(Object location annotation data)
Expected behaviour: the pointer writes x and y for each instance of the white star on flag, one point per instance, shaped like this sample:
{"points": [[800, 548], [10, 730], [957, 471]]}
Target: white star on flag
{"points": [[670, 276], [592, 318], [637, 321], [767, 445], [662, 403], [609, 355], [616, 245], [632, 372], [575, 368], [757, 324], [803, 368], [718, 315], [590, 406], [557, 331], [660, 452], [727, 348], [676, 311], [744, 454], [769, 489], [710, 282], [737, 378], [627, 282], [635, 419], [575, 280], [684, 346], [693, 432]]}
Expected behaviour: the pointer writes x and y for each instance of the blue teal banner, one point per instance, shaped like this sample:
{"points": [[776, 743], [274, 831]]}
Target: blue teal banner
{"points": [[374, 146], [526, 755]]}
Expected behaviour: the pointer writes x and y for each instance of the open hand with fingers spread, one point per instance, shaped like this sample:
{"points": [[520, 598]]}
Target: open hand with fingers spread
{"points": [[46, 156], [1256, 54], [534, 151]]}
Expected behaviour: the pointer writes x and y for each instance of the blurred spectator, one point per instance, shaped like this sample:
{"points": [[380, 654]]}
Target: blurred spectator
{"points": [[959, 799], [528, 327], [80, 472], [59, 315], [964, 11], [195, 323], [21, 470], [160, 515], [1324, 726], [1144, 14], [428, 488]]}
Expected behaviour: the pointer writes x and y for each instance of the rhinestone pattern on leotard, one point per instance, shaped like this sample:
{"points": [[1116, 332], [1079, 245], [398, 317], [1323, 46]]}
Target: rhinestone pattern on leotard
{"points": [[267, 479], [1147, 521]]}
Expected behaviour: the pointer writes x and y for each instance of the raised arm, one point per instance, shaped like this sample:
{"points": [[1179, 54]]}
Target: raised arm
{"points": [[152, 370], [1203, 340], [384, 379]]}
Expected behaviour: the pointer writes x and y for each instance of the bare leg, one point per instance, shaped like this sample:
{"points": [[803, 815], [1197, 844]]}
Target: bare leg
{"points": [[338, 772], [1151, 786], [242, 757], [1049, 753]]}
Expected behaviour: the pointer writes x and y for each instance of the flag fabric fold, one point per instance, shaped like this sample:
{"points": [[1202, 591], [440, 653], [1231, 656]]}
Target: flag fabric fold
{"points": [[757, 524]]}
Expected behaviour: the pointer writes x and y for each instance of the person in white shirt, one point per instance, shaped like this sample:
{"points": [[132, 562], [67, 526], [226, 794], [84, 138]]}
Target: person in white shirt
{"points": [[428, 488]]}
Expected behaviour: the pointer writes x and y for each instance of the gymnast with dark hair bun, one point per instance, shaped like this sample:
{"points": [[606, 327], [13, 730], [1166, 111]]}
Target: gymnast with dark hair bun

### Set task:
Retype all of the entries above word for word.

### Exercise result:
Expected behaviour: the pointer writes x and y for each instance of the white star on flag, one point per instance, shaped like this sample:
{"points": [[800, 548], [10, 730], [957, 471]]}
Target: white star on flag
{"points": [[670, 276], [592, 318], [637, 321], [767, 445], [662, 403], [609, 355], [616, 245], [632, 372], [575, 368], [757, 324], [803, 368], [718, 315], [590, 406], [557, 331], [660, 452], [727, 348], [676, 311], [744, 454], [769, 489], [710, 282], [737, 378], [627, 282], [635, 419], [575, 280], [684, 346], [693, 432]]}
Expected behaviour: the pointer writes x and y for each instance of the blue teal banner, one point per instance, shaped like this sample:
{"points": [[776, 743], [274, 831]]}
Target: blue teal banner
{"points": [[374, 146], [526, 755]]}
Expected behaviour: the pointer writes x and y for each instance of the open hand with fingers spread, one point per instance, shaped like this sample:
{"points": [[520, 598]]}
Target: open hand with fingers spread
{"points": [[46, 156], [1256, 54], [534, 151]]}
Expected behaviour: the pointer writes x and y for each instance of the blurred spectator, one point per instance, shaped like this sample:
{"points": [[380, 654]]}
Target: blurred spectator
{"points": [[959, 799], [528, 327], [80, 472], [59, 315], [964, 11], [195, 323], [21, 470], [160, 515], [1324, 726], [1144, 14], [428, 488]]}
Expected behaviour: the pointer writes x and y for each instance of the rhinestone pattern on leotard, one point per instance, shaped like this sample:
{"points": [[1116, 332], [1079, 245], [398, 317], [1323, 46]]}
Target: rhinestone pattern on leotard
{"points": [[267, 479], [1147, 521]]}
Expected behaviour: the pointer writes x and y for each instance of the raised arm, one point per instance, shaped like this sample:
{"points": [[1179, 54]]}
Target: raised arm
{"points": [[152, 370], [1203, 340], [384, 379]]}
Expected behaviour: the pointer writes x and y for each instance of the bare leg, one point per instance, shaped like this sample:
{"points": [[803, 815], [1197, 844]]}
Target: bare leg
{"points": [[338, 772], [1151, 786], [242, 757], [1049, 753]]}
Expected behaviour: the pointer writes x and y for each instance of the flag fabric fold, one point per instance, shaped like this sample:
{"points": [[1202, 591], [440, 653], [1231, 656]]}
Target: flag fabric fold
{"points": [[757, 524]]}
Expected behaviour: the pointer writes x and y for each instance of the person in white shirt, one point per instance, shaped like this sample:
{"points": [[132, 562], [67, 526], [226, 794], [84, 138]]}
Target: person in white shirt
{"points": [[428, 488]]}
Expected behaviour: the pointer writes x and y for each instance of the gymnast with dark hair bun, one point per instance, shaped like this sample:
{"points": [[606, 327], [13, 730], [1166, 111]]}
Target: gymnast with dark hair bun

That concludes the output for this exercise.